• **Data provided**:
--- BEGIN ---

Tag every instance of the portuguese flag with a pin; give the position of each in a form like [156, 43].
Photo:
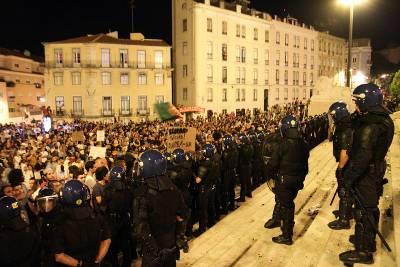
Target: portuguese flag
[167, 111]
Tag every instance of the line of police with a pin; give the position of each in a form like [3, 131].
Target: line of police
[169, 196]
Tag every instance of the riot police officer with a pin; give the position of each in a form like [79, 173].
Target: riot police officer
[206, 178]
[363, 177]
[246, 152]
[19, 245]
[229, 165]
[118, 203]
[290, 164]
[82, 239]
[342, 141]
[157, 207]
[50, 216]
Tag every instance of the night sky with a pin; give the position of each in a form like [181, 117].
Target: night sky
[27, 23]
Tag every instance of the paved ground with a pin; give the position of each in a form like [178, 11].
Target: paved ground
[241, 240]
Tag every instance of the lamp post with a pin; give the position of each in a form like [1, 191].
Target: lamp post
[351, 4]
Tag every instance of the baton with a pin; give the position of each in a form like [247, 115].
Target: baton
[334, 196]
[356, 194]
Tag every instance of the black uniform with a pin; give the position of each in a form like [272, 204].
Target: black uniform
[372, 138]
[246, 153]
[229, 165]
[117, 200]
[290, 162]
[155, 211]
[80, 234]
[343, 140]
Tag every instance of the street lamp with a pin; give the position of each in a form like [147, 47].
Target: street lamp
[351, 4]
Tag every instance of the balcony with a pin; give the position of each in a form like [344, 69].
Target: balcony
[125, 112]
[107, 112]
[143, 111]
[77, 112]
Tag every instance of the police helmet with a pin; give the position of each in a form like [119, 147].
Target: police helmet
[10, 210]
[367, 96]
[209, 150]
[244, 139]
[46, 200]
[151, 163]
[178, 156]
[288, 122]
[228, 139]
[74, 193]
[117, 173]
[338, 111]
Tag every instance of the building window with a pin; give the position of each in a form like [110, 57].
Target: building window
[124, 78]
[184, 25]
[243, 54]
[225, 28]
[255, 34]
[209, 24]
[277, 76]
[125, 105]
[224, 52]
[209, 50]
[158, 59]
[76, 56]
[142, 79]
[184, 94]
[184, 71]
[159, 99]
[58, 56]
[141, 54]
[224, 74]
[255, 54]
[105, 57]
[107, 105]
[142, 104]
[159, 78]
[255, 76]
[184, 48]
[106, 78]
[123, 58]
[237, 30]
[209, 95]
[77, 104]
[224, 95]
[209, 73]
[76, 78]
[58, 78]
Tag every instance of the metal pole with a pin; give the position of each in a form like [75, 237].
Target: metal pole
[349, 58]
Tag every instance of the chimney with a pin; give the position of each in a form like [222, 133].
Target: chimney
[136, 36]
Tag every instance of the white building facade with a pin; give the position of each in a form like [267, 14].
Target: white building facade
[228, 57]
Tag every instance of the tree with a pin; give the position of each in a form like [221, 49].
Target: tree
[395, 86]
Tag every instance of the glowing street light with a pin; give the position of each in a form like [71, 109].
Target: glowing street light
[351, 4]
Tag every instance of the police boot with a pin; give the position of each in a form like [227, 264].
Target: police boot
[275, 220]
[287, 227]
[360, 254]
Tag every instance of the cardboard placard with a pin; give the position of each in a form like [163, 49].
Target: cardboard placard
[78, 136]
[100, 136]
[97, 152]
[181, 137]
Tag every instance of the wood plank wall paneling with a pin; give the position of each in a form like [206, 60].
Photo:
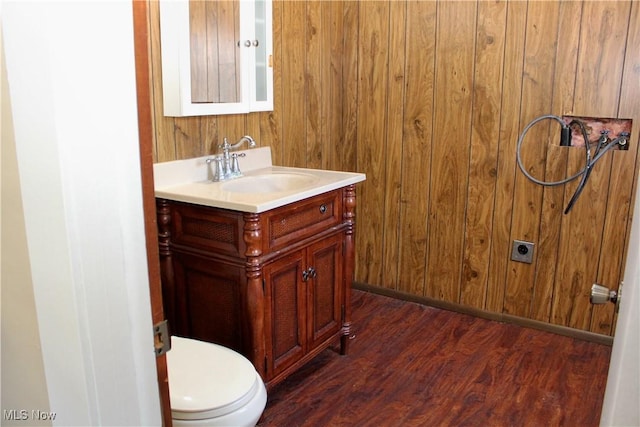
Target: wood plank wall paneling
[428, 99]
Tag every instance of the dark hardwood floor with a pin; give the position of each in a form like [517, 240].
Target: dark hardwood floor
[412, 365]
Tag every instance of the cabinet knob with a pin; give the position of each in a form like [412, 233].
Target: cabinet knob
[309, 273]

--- END ---

• **Job**: Rewrite all the entries above, changing "Target" to "Object" wherever it occurs and keeping everything else the same. Omit the pictures.

• **Solution to this exercise**:
Tag every instance of the portuguese flag with a pin; give the position of each in a form like [156, 43].
Photo:
Object: portuguese flag
[167, 111]
Tag every instance of the line of police with a pin; give the position of each in a form like [3, 131].
Object: line of police
[169, 196]
Tag every instance of the riot police officer with a pin; give the position of each in a form like [79, 173].
Object: riot police officer
[206, 178]
[363, 177]
[246, 152]
[19, 245]
[229, 165]
[118, 203]
[290, 164]
[82, 239]
[342, 141]
[157, 207]
[50, 216]
Tag every instance of the night sky with a pin; give the position of each in a form like [181, 117].
Object: night sky
[27, 23]
Tag every instance of the paved ground with a pin; give the position of each in a form like [178, 11].
Object: paved ground
[241, 240]
Tag every instance of the lamp post with a pin; give the position of each in a form like [1, 191].
Object: lamp post
[351, 4]
Tag every instance of the baton with a pin; give the position of each in a form like [247, 115].
Object: baton
[334, 196]
[356, 194]
Tag every instance of the black uniform with a pin; give the position of each in a form like [272, 204].
Object: black uniform
[372, 138]
[246, 153]
[229, 165]
[117, 200]
[290, 162]
[155, 211]
[80, 234]
[343, 140]
Tag every instance of the street lamp with a pin; give the position of each in a form like [147, 47].
Object: street lamp
[351, 4]
Tag every instance of the balcony with a pin; give the position of each in a form like [344, 69].
Object: balcony
[125, 112]
[107, 112]
[143, 111]
[77, 112]
Tag every instance of the police helmet with a pin; give the position of each in a form like [119, 147].
Object: police helmet
[10, 210]
[367, 96]
[209, 150]
[244, 139]
[46, 200]
[151, 163]
[178, 156]
[288, 122]
[228, 139]
[74, 193]
[117, 173]
[338, 111]
Tag every instance of the building window with a pin; give the position of each in a form like [110, 57].
Object: building window
[124, 78]
[184, 25]
[243, 54]
[225, 28]
[255, 34]
[209, 24]
[277, 76]
[125, 105]
[224, 52]
[209, 50]
[158, 59]
[76, 56]
[142, 79]
[184, 94]
[184, 71]
[159, 99]
[58, 56]
[141, 54]
[224, 74]
[255, 54]
[105, 57]
[107, 105]
[142, 104]
[159, 78]
[255, 76]
[184, 48]
[106, 78]
[123, 58]
[237, 30]
[209, 95]
[77, 104]
[224, 95]
[209, 73]
[76, 78]
[58, 78]
Tag every instance of the metal pole with a pin; give the position of each in a form like [75, 237].
Object: metal pole
[349, 58]
Tag every instance of the chimney with a pin; give the position of each in a form like [222, 133].
Object: chimney
[136, 36]
Tag every instance of the white building facade with a pin; give the position of each in a form like [267, 14].
Object: white building facade
[228, 57]
Tag every instance of the tree with a pin; give the position of each in a form like [221, 49].
Object: tree
[395, 86]
Tag every instance of the glowing street light with a pin; give the position of each in a form like [71, 109].
Object: glowing street light
[351, 4]
Tag every instance of the police boot with a pin; give the position of each in a form like [227, 264].
Object: police boot
[275, 220]
[287, 227]
[360, 254]
Tag every instance of the cardboard placard with a pin; give the position of each in a form like [163, 49].
Object: cardboard placard
[78, 136]
[100, 136]
[97, 152]
[181, 137]
Tag every instance of the wood plank wall paneling with a pin; give the position of each in a form like [206, 60].
Photo:
Object: wood plank wall paneling
[428, 99]
Tag every instance of the dark hardwood floor with a pin; give the position of each in a form like [517, 240].
Object: dark hardwood floor
[412, 365]
Tag every instance of the cabinet knob with a pin; give the position of each in a form like [412, 233].
Object: cabinet knob
[309, 273]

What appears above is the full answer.